- [Instructions to follow]: Find every line in the items below that contains the word "white", matching case exactly, and copy each of those lines.

(Coordinate annotation entries)
######
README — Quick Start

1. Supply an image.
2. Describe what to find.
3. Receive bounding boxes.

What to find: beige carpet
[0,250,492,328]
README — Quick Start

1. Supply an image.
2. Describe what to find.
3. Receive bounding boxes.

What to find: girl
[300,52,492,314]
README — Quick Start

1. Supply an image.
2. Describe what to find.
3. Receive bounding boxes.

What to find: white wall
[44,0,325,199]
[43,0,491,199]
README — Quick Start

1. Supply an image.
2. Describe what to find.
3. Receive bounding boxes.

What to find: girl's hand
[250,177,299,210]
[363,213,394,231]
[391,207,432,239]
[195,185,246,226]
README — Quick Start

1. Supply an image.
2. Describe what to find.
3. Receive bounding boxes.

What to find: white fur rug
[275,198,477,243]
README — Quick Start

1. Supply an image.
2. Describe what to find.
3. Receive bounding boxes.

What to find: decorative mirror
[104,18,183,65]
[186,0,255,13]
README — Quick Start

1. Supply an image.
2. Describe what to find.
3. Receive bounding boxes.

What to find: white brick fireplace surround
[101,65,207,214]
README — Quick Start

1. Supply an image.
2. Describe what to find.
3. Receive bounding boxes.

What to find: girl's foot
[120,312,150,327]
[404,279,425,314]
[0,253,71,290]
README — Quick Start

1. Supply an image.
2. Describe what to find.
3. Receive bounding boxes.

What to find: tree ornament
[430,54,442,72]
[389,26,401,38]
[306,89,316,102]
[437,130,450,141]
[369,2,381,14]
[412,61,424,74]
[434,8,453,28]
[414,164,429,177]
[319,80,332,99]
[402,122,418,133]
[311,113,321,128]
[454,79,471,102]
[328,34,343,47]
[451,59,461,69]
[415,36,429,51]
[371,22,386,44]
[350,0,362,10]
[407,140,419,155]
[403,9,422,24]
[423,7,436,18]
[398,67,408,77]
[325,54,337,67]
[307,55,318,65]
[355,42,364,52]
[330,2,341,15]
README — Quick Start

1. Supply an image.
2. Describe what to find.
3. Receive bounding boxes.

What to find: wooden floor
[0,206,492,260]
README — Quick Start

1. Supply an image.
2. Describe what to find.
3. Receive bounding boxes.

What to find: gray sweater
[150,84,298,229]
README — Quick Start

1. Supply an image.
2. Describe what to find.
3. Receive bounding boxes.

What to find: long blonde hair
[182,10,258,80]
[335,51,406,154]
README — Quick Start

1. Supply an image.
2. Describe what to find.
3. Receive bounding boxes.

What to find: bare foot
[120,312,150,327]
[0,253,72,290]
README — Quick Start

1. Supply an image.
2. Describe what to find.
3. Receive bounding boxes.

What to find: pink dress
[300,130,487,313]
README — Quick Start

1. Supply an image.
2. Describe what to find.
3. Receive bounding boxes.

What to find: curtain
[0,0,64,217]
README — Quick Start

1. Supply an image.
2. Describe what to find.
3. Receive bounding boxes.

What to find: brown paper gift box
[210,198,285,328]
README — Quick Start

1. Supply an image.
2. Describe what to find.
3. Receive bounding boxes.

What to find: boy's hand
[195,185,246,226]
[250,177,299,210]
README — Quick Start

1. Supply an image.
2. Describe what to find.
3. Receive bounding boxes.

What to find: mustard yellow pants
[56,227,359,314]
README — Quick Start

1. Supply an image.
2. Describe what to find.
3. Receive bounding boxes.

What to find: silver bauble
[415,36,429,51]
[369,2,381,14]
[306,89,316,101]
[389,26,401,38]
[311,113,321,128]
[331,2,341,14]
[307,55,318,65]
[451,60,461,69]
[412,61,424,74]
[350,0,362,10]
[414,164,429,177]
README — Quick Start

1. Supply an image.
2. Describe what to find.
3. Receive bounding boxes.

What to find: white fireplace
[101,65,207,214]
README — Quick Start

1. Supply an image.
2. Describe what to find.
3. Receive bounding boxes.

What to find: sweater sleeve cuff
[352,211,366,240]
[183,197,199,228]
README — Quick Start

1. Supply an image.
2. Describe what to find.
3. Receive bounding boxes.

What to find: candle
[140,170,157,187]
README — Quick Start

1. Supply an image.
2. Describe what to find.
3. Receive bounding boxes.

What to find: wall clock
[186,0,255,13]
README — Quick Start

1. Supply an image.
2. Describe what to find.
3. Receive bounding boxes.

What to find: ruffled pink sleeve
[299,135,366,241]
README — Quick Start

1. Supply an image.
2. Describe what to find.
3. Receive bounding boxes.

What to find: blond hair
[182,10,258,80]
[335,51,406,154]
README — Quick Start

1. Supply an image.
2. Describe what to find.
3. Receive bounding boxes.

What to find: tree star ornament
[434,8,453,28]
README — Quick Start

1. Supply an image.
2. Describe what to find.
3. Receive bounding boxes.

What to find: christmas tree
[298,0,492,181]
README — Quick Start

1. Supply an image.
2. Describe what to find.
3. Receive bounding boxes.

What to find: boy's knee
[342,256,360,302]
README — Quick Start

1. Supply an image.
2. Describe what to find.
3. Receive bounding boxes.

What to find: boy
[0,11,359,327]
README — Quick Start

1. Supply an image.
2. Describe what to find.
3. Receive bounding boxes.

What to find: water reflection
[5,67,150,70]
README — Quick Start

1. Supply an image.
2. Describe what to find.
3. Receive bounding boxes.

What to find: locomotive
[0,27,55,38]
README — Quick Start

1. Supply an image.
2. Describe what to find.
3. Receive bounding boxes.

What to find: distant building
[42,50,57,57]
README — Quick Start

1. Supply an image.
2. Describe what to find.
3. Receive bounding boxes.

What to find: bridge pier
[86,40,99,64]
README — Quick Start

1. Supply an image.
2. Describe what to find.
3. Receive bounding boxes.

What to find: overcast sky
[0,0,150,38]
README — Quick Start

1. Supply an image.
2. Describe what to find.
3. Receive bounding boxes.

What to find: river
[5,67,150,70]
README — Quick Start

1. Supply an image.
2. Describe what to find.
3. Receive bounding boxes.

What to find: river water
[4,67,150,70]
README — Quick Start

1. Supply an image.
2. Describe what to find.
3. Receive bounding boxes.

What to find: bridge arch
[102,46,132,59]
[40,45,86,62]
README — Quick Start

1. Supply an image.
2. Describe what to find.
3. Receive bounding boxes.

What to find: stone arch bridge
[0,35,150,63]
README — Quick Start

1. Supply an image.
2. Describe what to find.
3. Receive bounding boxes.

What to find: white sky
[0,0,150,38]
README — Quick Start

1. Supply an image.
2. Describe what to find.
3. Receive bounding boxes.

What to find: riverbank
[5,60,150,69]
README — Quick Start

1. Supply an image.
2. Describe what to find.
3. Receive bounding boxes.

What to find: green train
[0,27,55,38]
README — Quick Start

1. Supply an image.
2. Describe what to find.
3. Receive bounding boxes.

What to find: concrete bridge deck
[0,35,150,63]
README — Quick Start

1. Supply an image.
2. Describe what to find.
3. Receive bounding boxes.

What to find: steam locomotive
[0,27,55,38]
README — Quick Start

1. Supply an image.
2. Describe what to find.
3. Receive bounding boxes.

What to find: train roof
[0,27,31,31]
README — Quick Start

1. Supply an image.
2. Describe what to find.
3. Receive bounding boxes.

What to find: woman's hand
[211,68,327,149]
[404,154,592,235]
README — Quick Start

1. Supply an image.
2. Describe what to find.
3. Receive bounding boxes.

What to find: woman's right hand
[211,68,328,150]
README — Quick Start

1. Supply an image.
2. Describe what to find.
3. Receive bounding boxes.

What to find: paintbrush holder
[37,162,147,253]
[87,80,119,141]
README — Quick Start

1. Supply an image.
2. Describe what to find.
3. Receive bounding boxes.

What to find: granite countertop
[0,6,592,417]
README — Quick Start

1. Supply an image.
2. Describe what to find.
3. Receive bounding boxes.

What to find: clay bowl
######
- [Solution for this task]:
What to find: white wall
What to find: white fur rug
What to find: white brick fireplace surround
What to find: white fireplace
What to find: white sky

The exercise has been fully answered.